**Passage provided**.
┄┄┄┄┄┄┄┄┄┄

Our results demonstrate improved signal detection from the FAERS data when applying an adaptation of the SGNS algorithm to represent observational data, providing a novel methodology for the identification of drug/side-effect associations. Across both reference standards and three different configurations of our source dataset, P(drug|ADE) estimates produced by the aer2vec+ model consistently result in a higher AUC than was obtained by either of the two disproportionality metrics evaluated. The aer2vec- model also outperformed disproportionality metrics in most but not all cases. Furthermore, we found that the role code information in the FAERS data can be used to subset these data in a way that improves performance. Lastly, we discovered that aer2vec+ outperforms aer2vec- in all cases. These findings have implications for the analysis of adverse event report data.

Our primary finding is that aer2vec+ outperforms the standard disproportionality metrics across two reference sets and all dataset configurations, with improvements in performance of up to 10% in absolute AUROC on the larger and more challenging OMOP set, and smaller but still substantial improvements in performance on the EU-ADR set. This supports our initial hypothesis that distributed representations (concept embeddings) derived from AERS data may be of value for pharmacovigilance. Qualitative analysis of neighboring embeddings suggests that trained embeddings capture regularities in the data. Concepts occurring in similar AER contexts have similar embeddings, permitting our models to generalize across related drugs and ADEs, suggesting a mechanism underlying their enhanced performance. In the current work, we applied these embeddings by recapitulating the probabilistic estimates used during the course of training. However, the benefits of pre-trained distributed representations are often best demonstrated in downstream supervised learning. In our previous work we have shown that literature-derived embeddings used as a basis for supervised machine learning produce state-of-the-art performance (AUROC=.96) on the OMOP reference set26,27. A logical next step will involve evaluating the utility of aer2vec embeddings as a complement to literature-derived embeddings for supervised machine learning. Intriguingly, best performance with aer2vec on the EU-ADR set exceeds that obtained with supervised models - both in our work26,27 and when classifiers were trained on manually engineered features derived from a range of sources including the biomedical literature, FAERS data and pharmaceutical product labels28. One reason for this may be the limited number of training examples per side-effect available relative to the OMOP set, where recapitulating aer2vec’s neural-probabilistic learning objective does not in and of itself lead to state-of-the-art performance. In addition, prior work leveraging side-effect patterns in AERS data for drug repurposing suggests aer2vec embeddings that represent such patterns may be leveraged for this purpose also29.

┄┄┄┄┄┄┄┄┄┄

**Your objective**. In the passage above about aer2vec, how large was aer2vec+'s improvement in absolute AUROC on the OMOP reference set compared with the standard disproportionality metrics?

┄┄┄┄┄┄┄┄┄┄

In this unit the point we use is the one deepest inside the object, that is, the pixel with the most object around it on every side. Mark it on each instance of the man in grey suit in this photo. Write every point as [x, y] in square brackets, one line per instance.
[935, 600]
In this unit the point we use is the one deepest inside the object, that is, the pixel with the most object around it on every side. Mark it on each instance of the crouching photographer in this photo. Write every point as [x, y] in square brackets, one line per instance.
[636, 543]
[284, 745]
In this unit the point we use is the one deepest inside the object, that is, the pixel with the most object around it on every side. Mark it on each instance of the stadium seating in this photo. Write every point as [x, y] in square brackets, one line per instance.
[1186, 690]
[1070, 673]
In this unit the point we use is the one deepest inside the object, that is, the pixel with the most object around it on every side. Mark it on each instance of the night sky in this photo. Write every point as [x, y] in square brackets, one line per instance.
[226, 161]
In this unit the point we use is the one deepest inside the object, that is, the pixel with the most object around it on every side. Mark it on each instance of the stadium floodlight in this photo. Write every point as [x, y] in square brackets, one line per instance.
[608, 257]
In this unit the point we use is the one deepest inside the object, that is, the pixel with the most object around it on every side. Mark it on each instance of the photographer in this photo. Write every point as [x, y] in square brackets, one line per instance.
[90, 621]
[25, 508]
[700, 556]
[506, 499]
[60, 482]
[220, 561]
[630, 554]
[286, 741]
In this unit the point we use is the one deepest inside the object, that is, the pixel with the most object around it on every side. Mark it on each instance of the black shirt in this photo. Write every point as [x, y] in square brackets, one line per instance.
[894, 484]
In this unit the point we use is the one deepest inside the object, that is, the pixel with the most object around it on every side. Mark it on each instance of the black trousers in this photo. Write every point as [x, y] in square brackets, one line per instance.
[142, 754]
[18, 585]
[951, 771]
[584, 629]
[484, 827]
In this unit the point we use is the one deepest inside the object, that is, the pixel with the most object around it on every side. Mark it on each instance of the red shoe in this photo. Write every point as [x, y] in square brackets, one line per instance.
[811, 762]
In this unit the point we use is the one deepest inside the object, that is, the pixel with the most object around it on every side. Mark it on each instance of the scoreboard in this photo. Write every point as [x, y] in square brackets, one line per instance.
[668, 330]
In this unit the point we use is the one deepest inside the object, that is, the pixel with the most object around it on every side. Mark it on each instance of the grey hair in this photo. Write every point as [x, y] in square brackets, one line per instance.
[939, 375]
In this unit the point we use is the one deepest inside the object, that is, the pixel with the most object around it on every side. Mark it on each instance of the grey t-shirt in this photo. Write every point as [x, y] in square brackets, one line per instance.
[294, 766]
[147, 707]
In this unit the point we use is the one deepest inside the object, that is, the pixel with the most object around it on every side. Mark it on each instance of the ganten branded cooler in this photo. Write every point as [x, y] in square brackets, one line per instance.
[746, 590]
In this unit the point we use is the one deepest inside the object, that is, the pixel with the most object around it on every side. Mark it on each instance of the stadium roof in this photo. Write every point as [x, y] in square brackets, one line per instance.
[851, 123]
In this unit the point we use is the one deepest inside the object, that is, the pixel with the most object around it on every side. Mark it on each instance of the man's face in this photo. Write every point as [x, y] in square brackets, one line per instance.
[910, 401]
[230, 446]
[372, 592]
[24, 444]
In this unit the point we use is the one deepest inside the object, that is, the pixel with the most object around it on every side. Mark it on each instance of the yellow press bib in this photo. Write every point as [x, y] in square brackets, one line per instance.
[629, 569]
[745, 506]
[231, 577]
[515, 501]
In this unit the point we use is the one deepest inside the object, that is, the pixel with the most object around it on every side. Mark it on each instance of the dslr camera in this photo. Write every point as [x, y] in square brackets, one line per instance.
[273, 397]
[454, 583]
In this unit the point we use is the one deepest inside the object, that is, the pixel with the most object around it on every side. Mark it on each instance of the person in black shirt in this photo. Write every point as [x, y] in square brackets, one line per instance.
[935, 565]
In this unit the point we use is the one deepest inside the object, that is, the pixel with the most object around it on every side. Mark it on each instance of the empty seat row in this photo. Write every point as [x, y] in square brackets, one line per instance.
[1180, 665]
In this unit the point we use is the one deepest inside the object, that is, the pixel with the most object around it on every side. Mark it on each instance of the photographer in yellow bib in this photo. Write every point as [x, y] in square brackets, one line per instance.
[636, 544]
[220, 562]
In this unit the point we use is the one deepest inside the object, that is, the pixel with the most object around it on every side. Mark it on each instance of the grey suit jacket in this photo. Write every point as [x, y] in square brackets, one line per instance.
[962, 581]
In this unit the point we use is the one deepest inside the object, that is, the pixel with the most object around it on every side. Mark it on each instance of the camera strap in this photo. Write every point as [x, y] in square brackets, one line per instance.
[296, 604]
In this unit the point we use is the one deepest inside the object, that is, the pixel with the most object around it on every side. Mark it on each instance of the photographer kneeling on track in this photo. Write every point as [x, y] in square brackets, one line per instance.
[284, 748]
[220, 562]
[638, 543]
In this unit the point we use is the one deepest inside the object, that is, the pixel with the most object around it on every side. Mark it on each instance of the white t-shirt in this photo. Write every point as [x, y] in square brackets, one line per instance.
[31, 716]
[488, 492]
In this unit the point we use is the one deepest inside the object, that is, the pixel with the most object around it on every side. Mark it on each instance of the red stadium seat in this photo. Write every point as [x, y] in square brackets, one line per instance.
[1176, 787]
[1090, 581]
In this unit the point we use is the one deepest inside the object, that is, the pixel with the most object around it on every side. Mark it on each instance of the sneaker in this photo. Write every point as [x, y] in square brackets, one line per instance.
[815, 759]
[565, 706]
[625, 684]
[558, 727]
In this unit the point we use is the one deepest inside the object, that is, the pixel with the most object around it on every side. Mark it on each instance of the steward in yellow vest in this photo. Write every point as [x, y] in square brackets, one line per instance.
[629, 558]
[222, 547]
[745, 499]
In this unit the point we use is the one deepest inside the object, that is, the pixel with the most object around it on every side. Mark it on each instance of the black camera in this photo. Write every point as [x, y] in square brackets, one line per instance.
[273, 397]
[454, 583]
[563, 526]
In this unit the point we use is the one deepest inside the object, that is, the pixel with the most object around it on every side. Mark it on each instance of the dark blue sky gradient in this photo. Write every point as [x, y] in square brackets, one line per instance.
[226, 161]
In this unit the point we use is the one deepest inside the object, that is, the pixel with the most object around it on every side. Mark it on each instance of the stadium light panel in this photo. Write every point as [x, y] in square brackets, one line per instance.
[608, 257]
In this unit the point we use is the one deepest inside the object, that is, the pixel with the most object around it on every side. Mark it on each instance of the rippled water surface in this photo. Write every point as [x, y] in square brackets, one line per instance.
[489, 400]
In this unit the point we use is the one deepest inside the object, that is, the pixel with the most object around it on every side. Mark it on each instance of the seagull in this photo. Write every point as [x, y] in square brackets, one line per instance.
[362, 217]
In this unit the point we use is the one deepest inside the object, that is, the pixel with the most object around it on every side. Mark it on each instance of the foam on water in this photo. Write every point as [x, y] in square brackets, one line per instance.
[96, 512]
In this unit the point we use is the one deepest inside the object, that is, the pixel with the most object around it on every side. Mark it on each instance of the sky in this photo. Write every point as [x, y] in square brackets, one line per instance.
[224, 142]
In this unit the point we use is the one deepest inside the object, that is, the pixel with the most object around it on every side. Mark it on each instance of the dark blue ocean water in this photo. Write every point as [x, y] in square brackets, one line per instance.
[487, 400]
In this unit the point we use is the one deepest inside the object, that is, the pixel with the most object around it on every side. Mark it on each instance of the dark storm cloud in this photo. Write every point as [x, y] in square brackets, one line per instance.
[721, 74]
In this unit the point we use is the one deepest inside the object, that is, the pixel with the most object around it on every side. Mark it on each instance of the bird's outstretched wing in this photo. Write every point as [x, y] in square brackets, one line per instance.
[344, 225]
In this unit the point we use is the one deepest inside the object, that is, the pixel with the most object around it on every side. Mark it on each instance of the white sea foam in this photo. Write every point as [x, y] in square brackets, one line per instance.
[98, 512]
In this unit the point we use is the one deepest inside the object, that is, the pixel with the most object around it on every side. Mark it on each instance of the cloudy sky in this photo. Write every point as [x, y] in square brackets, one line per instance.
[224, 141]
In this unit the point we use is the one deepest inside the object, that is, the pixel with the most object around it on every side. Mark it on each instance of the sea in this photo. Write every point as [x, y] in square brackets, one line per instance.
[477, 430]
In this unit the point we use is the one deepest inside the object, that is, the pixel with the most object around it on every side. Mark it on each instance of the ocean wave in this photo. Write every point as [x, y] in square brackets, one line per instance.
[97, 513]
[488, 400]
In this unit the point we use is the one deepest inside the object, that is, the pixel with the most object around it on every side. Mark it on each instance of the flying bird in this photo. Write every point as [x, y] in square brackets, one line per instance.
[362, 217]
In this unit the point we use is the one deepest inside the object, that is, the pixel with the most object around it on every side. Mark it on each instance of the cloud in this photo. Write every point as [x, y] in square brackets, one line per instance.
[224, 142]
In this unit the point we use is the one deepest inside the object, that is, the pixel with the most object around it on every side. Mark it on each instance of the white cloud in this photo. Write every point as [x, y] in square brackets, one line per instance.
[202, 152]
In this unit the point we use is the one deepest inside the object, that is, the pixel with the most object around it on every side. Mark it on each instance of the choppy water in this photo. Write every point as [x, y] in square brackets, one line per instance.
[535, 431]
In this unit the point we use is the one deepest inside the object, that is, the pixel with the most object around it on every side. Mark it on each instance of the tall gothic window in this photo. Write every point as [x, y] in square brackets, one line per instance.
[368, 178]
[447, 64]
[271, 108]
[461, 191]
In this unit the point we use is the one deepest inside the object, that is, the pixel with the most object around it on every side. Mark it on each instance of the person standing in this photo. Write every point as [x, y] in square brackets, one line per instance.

┄┄┄┄┄┄┄┄┄┄

**Solution**. Up to 10%